The task> Can you write out all the lines word for word, with no pictures?

Records for the task>
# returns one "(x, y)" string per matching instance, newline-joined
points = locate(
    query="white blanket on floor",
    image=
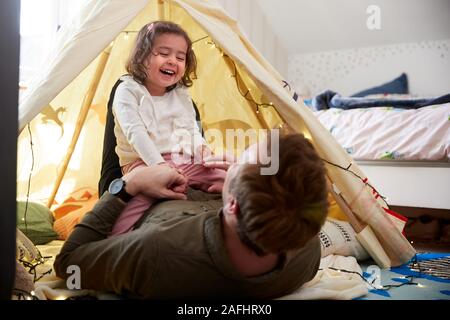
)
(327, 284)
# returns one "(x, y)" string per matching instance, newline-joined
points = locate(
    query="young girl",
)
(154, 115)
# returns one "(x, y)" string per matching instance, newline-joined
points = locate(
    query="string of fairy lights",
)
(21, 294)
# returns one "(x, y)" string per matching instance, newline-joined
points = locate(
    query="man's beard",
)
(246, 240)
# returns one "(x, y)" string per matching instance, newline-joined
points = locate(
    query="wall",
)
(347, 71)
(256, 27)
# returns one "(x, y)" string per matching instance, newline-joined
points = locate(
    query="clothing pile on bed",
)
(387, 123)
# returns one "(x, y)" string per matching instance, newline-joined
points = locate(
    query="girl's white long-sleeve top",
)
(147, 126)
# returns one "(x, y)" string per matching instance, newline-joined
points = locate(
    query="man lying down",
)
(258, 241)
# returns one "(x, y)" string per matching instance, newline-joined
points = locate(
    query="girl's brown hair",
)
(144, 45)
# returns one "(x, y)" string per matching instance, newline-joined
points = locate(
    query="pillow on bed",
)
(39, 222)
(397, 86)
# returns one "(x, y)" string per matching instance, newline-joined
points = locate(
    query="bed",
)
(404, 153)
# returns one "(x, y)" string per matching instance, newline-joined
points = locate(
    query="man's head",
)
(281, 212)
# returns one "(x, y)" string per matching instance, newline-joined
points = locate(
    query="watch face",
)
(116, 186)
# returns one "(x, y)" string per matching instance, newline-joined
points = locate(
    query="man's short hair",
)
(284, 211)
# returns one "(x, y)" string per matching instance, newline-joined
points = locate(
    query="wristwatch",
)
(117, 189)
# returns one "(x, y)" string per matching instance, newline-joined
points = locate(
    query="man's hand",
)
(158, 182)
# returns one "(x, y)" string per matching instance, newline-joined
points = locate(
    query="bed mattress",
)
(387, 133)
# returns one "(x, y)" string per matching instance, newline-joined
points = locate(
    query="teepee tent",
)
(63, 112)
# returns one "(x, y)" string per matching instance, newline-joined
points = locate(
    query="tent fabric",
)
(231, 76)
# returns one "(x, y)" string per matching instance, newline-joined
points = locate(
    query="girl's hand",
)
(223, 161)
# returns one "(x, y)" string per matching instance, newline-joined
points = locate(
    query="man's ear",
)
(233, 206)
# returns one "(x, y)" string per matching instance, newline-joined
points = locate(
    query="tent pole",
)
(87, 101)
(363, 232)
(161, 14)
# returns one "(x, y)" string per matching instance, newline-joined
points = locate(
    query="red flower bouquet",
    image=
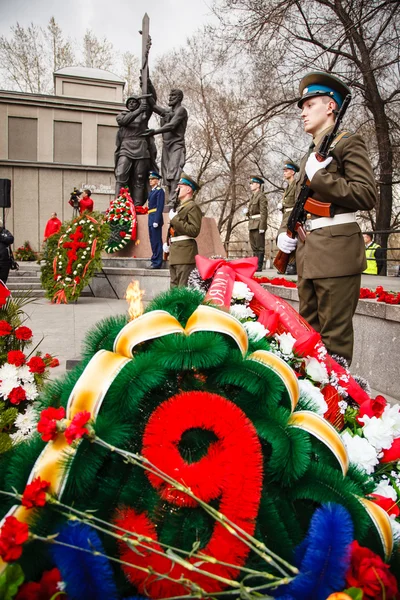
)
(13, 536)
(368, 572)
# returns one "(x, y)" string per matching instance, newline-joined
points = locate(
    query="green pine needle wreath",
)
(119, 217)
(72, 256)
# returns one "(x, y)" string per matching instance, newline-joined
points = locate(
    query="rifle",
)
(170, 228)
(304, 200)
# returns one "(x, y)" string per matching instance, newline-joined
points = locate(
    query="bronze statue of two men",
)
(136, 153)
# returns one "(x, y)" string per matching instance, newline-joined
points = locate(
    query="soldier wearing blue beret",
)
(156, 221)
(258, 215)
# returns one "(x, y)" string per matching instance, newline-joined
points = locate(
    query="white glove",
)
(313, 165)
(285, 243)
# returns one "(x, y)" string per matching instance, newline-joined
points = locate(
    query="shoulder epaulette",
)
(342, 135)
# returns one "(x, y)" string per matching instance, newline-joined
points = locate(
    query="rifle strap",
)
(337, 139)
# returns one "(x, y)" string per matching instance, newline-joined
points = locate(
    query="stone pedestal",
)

Solution>
# returns one "(x, y)" string per matching instance, newline-joined
points = locate(
    query="white blanket on floor",
    image=
)
(327, 284)
# returns one "(x, y)" string per matching instance, newline-joined
points = locate(
    query="young girl",
)
(154, 115)
# returns one "(x, y)" string per matching instance, newline-joined
points = locate(
    query="string of fairy lights",
)
(21, 294)
# returns one "(x, y)" string per matching instance, newline-joined
points = locate(
    query="man's beard",
)
(246, 240)
# returns one "(x, y)" string per matching instance, newline-joined
points = locate(
    query="wall",
)
(347, 71)
(256, 27)
# returns one "(x, y)" string per matching instance, newline-joined
points = locate(
    query="clothing pile on bed",
)
(387, 123)
# returns one "(x, y)" string per matching instance, newline-joined
points = locate(
    query="girl's white long-sleeve top",
)
(147, 126)
# returns one "(x, y)" string per matching instance, newline-joined
points = locate(
    query="man lying down",
)
(258, 241)
# returns one "(x, y)" string per matching instance, newline-joined
points = locate(
    query="girl's brown hair",
)
(144, 45)
# returns one "(x, y)" string per matching instance, newline-joined
points = locate(
    query="pillow on bed",
)
(39, 222)
(397, 86)
# returns one "(x, y)" string per matching instance, newline-joined
points = locate(
    query="bed",
)
(404, 153)
# returns one "(x, y)" string per matching instance, newline-joined
points = locate(
    query="man's head",
)
(281, 212)
# returns one "(x, y)" string per matching instance, newline-joined
points = locate(
    query="watch face",
)
(116, 186)
# returns one "(x, y)" string per matching instance, newline-joined
points = locate(
    query="man's short hair",
)
(284, 211)
# returns one "(x, y)" string per matching instance, newline-joined
points = locate(
    query="wristwatch",
)
(117, 189)
# returns one "(x, y)" string per matching instance, newline-joined
points = locate(
    query="man's hand",
)
(158, 182)
# returns one "(x, y)" string per matching instance, newline-joined
points = locate(
    query="bed mattress",
)
(387, 133)
# returns one "(x, y)" string per matching instance, newline-joined
points = locate(
    query="teepee tent",
)
(63, 112)
# returns one "(x, y)" string per matching instance, newline-joined
points = locate(
    query="tent fabric",
)
(231, 76)
# returns one "(x, y)" string per matching instance, newline-joined
points = locate(
    query="girl's hand",
)
(223, 161)
# returns one "(x, y)" string per matching instance, newline-joined
points = locate(
    query="man's ear",
)
(233, 206)
# returns one "(x, y)" string per matching instance, newline-joined
points = locate(
    query="tent pole",
)
(87, 101)
(363, 232)
(161, 14)
# returns one "(x, y)" string per matching instance, newline-joined
points = locate(
    query="red flower bouquet",
    image=
)
(13, 536)
(368, 572)
# returns one "(x, y)" string per matching instance, newline-joined
points = locate(
    query="green pine needle wreath",
)
(119, 217)
(72, 256)
# returns one "(x, y)" string per matching instance, newline-joined
points = locate(
    query="rifle",
)
(170, 228)
(304, 200)
# returns one "(x, y)" string per matching instance, newline-joined
points = locate(
    query="bronze statue of two men",
)
(136, 153)
# returns one "(x, y)" string per matching instance, newline-joined
points = locate(
    query="soldier wearing blue beret",
)
(156, 221)
(258, 215)
# returns one "(x, y)" string per matching instance, newline-joined
points = locate(
    query="white glove",
)
(313, 165)
(285, 243)
# returns one "(x, y)" string per matching instance, newline-joined
points = locate(
    query="shoulder epaulette",
)
(342, 135)
# returns one "(x, y)" string per matching instance, newline-joined
points = locate(
    query="rifle strap",
)
(337, 139)
# returns one "(x, y)" string per matching instance, newline-joined
points = locate(
    query="stone pedestal",
)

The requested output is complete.